Written task: Render every row below as a two-column CSV with the columns request and outline. Each row's text goes in the first field and its answer in the second, each in a single quoted field with line breaks turned into spaces.

(Data listing)
— begin —
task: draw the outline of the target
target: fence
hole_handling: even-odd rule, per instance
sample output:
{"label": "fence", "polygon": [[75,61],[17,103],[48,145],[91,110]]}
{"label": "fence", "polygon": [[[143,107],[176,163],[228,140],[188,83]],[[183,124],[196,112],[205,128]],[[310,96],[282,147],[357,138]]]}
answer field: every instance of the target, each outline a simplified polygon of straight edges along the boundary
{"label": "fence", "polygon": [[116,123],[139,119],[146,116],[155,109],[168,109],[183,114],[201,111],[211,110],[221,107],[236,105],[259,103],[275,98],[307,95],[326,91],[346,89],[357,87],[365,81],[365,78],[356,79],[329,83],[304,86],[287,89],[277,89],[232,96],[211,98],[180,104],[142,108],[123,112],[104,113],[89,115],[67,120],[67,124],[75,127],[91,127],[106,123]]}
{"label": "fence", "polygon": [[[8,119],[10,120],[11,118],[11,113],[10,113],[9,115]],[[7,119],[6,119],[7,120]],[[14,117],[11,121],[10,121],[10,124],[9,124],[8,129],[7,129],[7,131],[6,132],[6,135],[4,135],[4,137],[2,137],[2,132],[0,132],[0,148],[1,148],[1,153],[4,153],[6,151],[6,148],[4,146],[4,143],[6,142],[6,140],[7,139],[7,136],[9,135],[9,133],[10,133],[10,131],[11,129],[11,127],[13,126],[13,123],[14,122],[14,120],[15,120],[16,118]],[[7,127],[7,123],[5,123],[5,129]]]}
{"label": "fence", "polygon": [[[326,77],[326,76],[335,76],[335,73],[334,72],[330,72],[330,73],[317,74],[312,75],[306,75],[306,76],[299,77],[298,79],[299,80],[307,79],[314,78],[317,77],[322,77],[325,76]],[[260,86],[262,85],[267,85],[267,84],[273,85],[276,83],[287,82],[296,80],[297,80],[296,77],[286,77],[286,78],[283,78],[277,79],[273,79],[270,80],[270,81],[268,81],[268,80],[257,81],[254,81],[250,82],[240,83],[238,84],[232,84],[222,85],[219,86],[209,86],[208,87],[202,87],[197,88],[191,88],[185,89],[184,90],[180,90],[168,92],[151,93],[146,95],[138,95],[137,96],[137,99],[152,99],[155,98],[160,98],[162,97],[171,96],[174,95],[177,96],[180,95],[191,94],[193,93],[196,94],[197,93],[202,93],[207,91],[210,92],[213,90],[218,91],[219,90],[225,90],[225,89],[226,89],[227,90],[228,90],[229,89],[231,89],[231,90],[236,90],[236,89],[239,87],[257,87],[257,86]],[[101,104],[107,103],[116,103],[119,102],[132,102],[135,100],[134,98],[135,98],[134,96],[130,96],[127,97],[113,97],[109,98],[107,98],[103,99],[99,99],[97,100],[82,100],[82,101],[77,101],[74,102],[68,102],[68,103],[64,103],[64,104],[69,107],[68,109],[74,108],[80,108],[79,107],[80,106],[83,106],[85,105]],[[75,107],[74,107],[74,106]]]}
— end —
Answer for the task:
request,outline
"task: draw the outline of the target target: fence hole_handling: even-odd rule, per instance sample output: {""label"": ""fence"", ""polygon"": [[75,61],[17,103],[48,145],[91,110]]} {""label"": ""fence"", ""polygon"": [[[143,107],[176,163],[228,140],[188,83]],[[183,124],[196,112],[205,128]],[[310,96],[282,147],[357,138]]]} answer field: every instance of the target, each outline a simplified polygon of straight edges along the boundary","{""label"": ""fence"", ""polygon"": [[116,123],[139,119],[146,116],[155,109],[168,109],[183,114],[201,111],[211,110],[221,107],[236,105],[259,103],[275,98],[307,95],[326,91],[346,89],[357,87],[365,81],[365,78],[356,79],[329,83],[304,86],[287,89],[277,89],[232,96],[211,98],[180,104],[142,108],[123,112],[104,113],[89,115],[67,120],[67,124],[75,127],[91,127],[106,123]]} {""label"": ""fence"", ""polygon"": [[[8,119],[10,120],[11,118],[11,113],[10,113],[9,115]],[[7,119],[6,119],[7,120]],[[14,117],[11,121],[10,121],[10,124],[9,124],[8,129],[7,129],[7,131],[6,132],[6,135],[4,135],[4,137],[2,137],[2,132],[0,132],[0,148],[1,148],[1,153],[4,153],[6,151],[6,148],[4,146],[4,143],[6,142],[6,140],[7,139],[7,136],[9,135],[9,133],[10,133],[10,131],[11,129],[11,127],[13,126],[13,123],[14,122],[14,120],[15,120],[16,118]],[[7,127],[7,123],[5,123],[5,129]]]} {""label"": ""fence"", ""polygon"": [[[326,77],[326,76],[335,76],[335,73],[334,72],[330,72],[330,73],[317,74],[312,75],[306,75],[306,76],[299,77],[298,79],[299,80],[307,79],[314,78],[317,77],[322,77],[325,76]],[[260,86],[262,85],[267,85],[267,84],[273,85],[276,83],[287,82],[296,80],[297,80],[296,77],[286,77],[286,78],[283,78],[277,79],[273,79],[270,80],[270,81],[268,81],[268,80],[257,81],[254,81],[250,82],[240,83],[238,84],[232,84],[222,85],[219,86],[209,86],[208,87],[202,87],[197,88],[191,88],[185,89],[184,90],[180,90],[168,92],[151,93],[146,95],[138,95],[137,96],[137,99],[152,99],[155,98],[160,98],[162,97],[171,96],[174,95],[177,96],[180,95],[191,94],[193,93],[196,94],[197,93],[202,93],[207,91],[210,92],[213,90],[218,91],[219,90],[225,90],[225,89],[226,89],[227,90],[228,90],[229,89],[231,89],[231,90],[236,90],[236,89],[239,87],[257,87],[257,86]],[[101,104],[107,103],[116,103],[119,102],[132,102],[135,100],[134,98],[135,98],[134,96],[130,96],[127,97],[113,97],[109,98],[107,98],[103,99],[99,99],[97,100],[82,100],[82,101],[77,101],[74,102],[68,102],[68,103],[64,103],[64,104],[69,107],[68,109],[74,108],[80,108],[79,107],[80,106],[83,106],[85,105]],[[75,107],[74,107],[74,106]]]}"